• [DIRECTIVE A]: In the rows below, find every line that contains the string "utility" and copy each of those lines. Matching is case-sensitive.

• [READING PASSAGE]:
- - - - - - -

0

I want to overload a method, based only on template argument (which is a type), without passing any method arguments. For that, I use code like this (simplified, of course) in C++17:

template<typename T>
class C {
    public:
        auto f() const {
            return f((T*) nullptr);
        }
    private:
        int f(int *) const {
            return 42;
        }
        std::string f(std::string *) const {
            return "hello";
        }
        std::vector<char> f(std::vector<char> *) const {
            return {'h', 'i'};
        }
};

dump(C<int>().f());
dump(C<std::string>().f());
dump(C<std::vector<char>>().f());

, which outputs:

42

"hello"

std::vector{'h', 'i'}

I am not a professional C++ developer, and this way looks hack-ish to me. Is there a better way to overload method f without using pointers as helper arguments? Or is this a "normal" solution?

P.S.: I'm not bonded to any particular C++ version.

- - - - - - -

• [GIVEN RECORDS]:
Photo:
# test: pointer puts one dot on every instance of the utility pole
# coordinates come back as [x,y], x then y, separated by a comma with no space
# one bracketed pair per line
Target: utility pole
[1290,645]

- - - - - - -

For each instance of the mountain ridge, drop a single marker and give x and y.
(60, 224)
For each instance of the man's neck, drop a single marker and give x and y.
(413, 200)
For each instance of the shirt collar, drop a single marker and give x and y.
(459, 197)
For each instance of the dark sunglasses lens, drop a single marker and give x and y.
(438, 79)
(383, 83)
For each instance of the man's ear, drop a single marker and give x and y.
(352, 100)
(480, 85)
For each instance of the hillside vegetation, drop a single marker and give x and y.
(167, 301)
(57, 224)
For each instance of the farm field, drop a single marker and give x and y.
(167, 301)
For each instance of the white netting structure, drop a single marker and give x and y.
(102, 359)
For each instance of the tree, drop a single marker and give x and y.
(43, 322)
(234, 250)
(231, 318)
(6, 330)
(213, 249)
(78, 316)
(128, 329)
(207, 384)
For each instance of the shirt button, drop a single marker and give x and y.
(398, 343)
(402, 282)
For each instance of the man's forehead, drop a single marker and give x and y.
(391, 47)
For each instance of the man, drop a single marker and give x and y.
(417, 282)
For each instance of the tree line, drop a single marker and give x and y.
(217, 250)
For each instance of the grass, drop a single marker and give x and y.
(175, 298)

- - - - - - -

• [DIRECTIVE B]: From the C++ question above, copy the passage that begins with the words "I am not a professional" and ends with the words "particular C++ version.", character for character.

• [CORRECT ANSWER A]:
# test: pointer puts one dot on every instance of the utility pole
Target: utility pole

• [CORRECT ANSWER B]:
I am not a professional C++ developer, and this way looks hack-ish to me. Is there a better way to overload method f without using pointers as helper arguments? Or is this a "normal" solution?

P.S.: I'm not bonded to any particular C++ version.